Set the listing down again exactly, please, apart from its pictures.

⁂

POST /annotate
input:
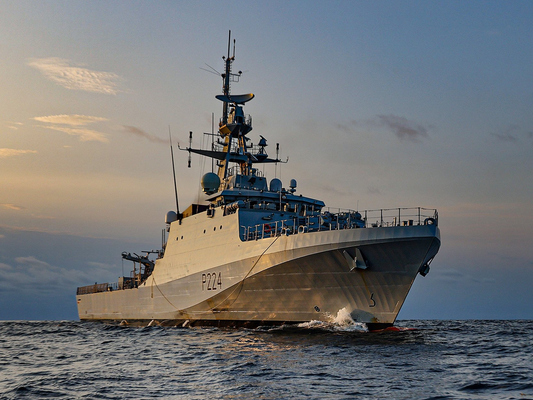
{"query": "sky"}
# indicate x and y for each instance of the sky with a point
(377, 104)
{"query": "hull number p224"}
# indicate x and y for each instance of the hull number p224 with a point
(212, 281)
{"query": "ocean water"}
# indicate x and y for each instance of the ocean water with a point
(433, 360)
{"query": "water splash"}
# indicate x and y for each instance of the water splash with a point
(342, 322)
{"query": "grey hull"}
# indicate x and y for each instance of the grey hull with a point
(315, 283)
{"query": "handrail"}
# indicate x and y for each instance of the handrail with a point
(342, 219)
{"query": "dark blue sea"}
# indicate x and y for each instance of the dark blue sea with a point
(435, 360)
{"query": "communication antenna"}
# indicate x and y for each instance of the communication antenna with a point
(190, 146)
(174, 172)
(277, 158)
(212, 140)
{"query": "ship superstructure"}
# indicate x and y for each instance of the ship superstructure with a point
(255, 253)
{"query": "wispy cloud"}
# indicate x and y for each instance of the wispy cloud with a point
(505, 137)
(85, 134)
(74, 119)
(403, 128)
(139, 132)
(11, 206)
(75, 77)
(14, 152)
(77, 121)
(14, 125)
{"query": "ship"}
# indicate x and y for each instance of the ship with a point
(254, 253)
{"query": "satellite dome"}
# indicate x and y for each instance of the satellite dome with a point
(171, 217)
(275, 185)
(210, 183)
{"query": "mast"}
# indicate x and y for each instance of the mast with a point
(233, 128)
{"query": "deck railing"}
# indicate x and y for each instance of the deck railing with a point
(97, 288)
(339, 219)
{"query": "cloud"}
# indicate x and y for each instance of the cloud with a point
(373, 190)
(14, 152)
(74, 77)
(32, 262)
(77, 121)
(12, 206)
(403, 128)
(508, 135)
(74, 120)
(31, 275)
(505, 137)
(139, 132)
(85, 135)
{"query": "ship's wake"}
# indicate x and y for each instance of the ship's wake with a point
(342, 322)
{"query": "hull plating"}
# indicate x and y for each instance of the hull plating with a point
(290, 282)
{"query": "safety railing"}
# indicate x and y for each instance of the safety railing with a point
(339, 219)
(97, 288)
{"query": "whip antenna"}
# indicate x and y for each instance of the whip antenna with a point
(174, 172)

⁂

» **Response to the task**:
POST /annotate
input:
{"query": "sky"}
# indicate x and y for each instance of the sky with a point
(377, 104)
{"query": "hull number p224"}
# indicate x and y for each instance of the hull number p224 with a point
(212, 281)
{"query": "ocean water"}
# indicate x and y for each instance of the ocean water with a point
(433, 360)
{"query": "water splash"}
# indicate x and y for each instance of the water splash with a point
(342, 322)
{"query": "grey hull"}
# indicate x and y for each instance of the grey hull with a point
(315, 283)
{"query": "handrail"}
# indicate x and y for each instance of the handrail with a point
(342, 219)
{"query": "dark blue sea"}
# indicate x and y for each instance of the dark blue sea with a point
(435, 360)
{"query": "communication antenna"}
# indicate x and y for each instance of the communication antenna with a point
(190, 146)
(174, 172)
(277, 158)
(212, 140)
{"query": "ship superstructure"}
# indicate x and y for each instance of the ship superstructure with a point
(255, 253)
{"query": "wispy cloud"}
# indicate x and y for each instance of the wispy cloud with a point
(505, 137)
(85, 134)
(74, 119)
(403, 128)
(139, 132)
(11, 206)
(75, 77)
(14, 152)
(77, 121)
(14, 125)
{"query": "ship"}
# indicate x and y for each instance of the ship with a point
(254, 253)
{"query": "satellite dome"}
# indicate x and y for each instance of the satellite dome with a point
(171, 217)
(275, 185)
(210, 183)
{"query": "mast"}
# indicate x and y for each instance of the mast with a point
(233, 128)
{"query": "deck railing"}
# indicate x and y for each instance of the deck railing with a point
(97, 288)
(339, 219)
{"query": "cloud"}
# indicate x and y for each instance of the cloud with a point
(373, 190)
(14, 152)
(74, 77)
(32, 262)
(77, 121)
(12, 206)
(403, 128)
(508, 135)
(74, 120)
(31, 275)
(505, 137)
(139, 132)
(85, 135)
{"query": "ship's wake"}
# indicate x and y for each instance of the ship's wake with a point
(342, 322)
{"query": "hull plating"}
# indicate x and y for each instance of the hull plating with a point
(290, 282)
{"query": "safety railing"}
# indicate x and y for each instance of the safety railing with a point
(339, 219)
(97, 288)
{"query": "whip antenna"}
# indicate x and y for each instance of the whip antenna with a point
(174, 172)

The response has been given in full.